A run of records:
▼

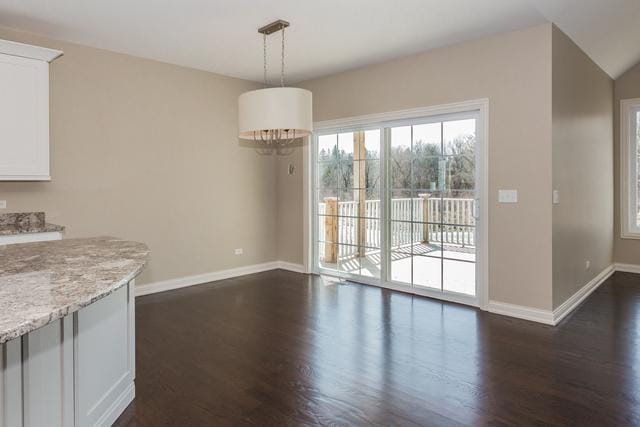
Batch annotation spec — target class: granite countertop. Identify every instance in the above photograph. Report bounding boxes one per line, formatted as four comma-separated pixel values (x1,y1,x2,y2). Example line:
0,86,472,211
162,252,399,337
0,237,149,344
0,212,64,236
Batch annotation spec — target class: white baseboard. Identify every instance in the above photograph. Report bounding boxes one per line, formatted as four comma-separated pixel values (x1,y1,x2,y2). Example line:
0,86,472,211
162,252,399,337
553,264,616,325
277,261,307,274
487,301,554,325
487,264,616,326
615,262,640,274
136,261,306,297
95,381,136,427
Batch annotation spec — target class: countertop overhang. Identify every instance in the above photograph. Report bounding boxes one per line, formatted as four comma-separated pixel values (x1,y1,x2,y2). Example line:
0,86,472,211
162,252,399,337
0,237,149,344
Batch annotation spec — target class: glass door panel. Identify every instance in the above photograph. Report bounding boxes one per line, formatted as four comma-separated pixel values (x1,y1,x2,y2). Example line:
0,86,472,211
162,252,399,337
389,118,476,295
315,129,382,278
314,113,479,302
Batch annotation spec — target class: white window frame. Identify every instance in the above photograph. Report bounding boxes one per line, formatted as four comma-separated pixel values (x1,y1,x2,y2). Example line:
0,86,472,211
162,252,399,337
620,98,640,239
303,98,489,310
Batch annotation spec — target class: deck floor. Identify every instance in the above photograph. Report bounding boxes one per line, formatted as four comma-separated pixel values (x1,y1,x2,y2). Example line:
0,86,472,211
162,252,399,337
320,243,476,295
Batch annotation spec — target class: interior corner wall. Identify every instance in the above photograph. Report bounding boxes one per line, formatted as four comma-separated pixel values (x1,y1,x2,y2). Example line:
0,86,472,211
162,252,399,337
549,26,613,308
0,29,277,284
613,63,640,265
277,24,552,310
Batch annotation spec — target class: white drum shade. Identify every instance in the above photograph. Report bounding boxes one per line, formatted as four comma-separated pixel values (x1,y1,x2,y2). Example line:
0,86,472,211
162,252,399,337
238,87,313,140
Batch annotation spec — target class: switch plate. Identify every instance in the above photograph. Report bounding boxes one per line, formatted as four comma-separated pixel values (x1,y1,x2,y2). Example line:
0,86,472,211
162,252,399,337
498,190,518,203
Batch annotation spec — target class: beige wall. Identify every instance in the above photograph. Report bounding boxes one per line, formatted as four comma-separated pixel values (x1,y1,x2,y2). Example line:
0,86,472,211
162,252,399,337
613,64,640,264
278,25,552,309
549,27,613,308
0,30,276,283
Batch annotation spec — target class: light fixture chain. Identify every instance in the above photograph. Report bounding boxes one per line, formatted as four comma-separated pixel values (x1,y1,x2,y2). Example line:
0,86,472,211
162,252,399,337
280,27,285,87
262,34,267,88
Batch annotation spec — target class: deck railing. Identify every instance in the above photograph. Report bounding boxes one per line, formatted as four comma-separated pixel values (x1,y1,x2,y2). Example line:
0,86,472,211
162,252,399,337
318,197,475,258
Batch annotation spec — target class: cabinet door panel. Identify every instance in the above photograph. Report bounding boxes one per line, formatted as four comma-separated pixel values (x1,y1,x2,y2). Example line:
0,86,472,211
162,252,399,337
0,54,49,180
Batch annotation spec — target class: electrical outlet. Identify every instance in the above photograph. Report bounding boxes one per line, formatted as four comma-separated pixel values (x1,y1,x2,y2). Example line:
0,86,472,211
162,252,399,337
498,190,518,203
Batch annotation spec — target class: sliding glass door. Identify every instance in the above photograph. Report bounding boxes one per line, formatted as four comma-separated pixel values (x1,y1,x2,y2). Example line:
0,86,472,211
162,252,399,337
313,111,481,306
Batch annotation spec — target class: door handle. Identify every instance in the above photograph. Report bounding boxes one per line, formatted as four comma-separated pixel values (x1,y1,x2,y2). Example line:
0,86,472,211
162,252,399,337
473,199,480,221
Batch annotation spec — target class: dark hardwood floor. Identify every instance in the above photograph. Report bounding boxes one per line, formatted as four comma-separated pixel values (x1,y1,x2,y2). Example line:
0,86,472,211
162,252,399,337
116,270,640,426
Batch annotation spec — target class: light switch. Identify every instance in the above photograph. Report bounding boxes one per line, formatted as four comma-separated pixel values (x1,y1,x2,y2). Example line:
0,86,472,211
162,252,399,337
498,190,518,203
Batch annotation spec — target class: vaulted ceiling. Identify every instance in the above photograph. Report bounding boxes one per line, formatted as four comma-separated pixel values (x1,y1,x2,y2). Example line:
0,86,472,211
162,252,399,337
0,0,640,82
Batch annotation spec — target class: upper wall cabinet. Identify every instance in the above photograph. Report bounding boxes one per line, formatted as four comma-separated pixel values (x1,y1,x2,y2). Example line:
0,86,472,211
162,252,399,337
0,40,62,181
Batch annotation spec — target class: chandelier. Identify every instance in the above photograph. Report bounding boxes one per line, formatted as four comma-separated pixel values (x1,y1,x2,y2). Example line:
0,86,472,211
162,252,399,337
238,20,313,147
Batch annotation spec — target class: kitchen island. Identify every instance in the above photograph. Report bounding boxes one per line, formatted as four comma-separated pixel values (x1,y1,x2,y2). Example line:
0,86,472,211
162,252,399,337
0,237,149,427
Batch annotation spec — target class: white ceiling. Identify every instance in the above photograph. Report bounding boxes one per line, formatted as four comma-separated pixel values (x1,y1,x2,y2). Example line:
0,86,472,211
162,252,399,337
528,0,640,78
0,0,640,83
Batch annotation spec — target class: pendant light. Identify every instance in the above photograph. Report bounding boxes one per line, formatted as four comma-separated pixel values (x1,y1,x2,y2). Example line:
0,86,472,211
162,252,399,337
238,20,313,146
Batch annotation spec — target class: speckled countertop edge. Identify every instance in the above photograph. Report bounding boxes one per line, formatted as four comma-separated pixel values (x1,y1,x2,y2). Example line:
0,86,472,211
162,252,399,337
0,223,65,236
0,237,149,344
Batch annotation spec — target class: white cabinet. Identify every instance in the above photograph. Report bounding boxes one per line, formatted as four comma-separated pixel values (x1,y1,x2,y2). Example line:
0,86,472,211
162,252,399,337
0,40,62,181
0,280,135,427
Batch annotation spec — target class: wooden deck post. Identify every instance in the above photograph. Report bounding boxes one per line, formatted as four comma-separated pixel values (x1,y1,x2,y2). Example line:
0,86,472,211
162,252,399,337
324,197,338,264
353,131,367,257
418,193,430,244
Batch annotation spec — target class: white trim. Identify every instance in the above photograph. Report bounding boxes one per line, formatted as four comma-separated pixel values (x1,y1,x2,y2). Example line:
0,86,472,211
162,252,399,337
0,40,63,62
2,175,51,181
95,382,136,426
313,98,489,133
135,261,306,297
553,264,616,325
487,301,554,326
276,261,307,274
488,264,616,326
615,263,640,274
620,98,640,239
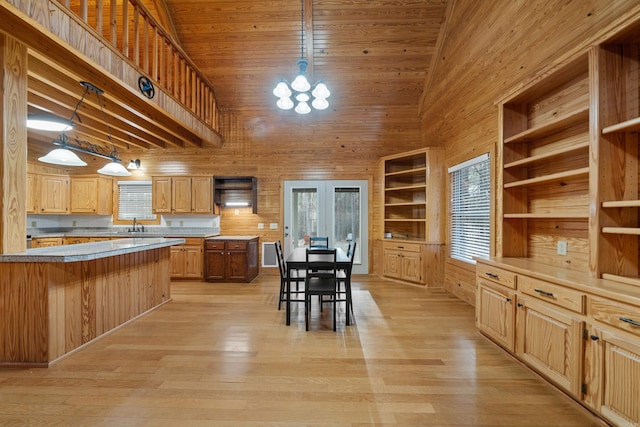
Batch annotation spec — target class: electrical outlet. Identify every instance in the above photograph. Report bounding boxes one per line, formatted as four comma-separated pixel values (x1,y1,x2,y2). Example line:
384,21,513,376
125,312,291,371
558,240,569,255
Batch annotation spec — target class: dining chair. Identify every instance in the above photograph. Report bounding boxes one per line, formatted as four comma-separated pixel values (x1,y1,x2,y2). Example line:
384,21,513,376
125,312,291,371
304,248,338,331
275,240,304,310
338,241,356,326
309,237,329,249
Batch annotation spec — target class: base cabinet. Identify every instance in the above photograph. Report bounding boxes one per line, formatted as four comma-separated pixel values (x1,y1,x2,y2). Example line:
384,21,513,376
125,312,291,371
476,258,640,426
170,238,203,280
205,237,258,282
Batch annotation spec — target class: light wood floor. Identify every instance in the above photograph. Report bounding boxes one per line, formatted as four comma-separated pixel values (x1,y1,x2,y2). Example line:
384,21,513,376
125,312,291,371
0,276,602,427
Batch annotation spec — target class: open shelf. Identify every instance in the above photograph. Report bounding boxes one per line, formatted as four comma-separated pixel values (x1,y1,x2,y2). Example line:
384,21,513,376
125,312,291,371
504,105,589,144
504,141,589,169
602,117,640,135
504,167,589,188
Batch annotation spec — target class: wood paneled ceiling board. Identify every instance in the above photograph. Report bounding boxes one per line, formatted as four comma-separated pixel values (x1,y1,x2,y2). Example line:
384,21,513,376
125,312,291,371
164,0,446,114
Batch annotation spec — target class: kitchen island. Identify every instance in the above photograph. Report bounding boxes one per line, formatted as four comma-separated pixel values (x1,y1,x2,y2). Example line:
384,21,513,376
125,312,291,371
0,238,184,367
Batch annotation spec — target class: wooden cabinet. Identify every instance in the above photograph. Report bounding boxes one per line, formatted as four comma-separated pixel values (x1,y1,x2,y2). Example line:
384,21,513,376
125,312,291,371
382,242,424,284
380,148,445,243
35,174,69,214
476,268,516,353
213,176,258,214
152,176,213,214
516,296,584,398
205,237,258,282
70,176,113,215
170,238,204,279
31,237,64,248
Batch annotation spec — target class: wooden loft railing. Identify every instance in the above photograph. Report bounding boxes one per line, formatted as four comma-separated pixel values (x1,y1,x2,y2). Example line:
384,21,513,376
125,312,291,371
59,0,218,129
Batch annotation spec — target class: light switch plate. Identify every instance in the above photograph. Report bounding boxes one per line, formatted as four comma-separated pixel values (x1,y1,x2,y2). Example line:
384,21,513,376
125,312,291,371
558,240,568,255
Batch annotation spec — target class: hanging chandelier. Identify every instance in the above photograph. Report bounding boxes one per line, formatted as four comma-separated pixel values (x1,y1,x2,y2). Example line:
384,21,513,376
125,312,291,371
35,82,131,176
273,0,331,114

▲

▸ **Exercise aim**
Please recast the lines between the one holding "Batch annotation spec — target class: chandelier." and the one holding "0,237,149,427", inclusive, as a JSON list of strings with one string per line, leaving out blank lines.

▸ **Output for this task**
[
  "Batch annotation spec — target class: chandelier. Identify every instance in the above photograph. Report bounding boxes one per line, formatted as four comma-separated pixel values (x1,y1,x2,y2). Example line:",
  "0,86,472,211",
  "162,252,399,337",
  "238,20,313,147",
  "Batch annotation spec — target class: kitchen island. Identify every instance in the above photograph. Report bounding boxes one per line, formatted as four comma-separated pixel values (x1,y1,x2,y2). Example line:",
  "0,86,472,211",
  "162,252,399,337",
  "0,237,149,427"
]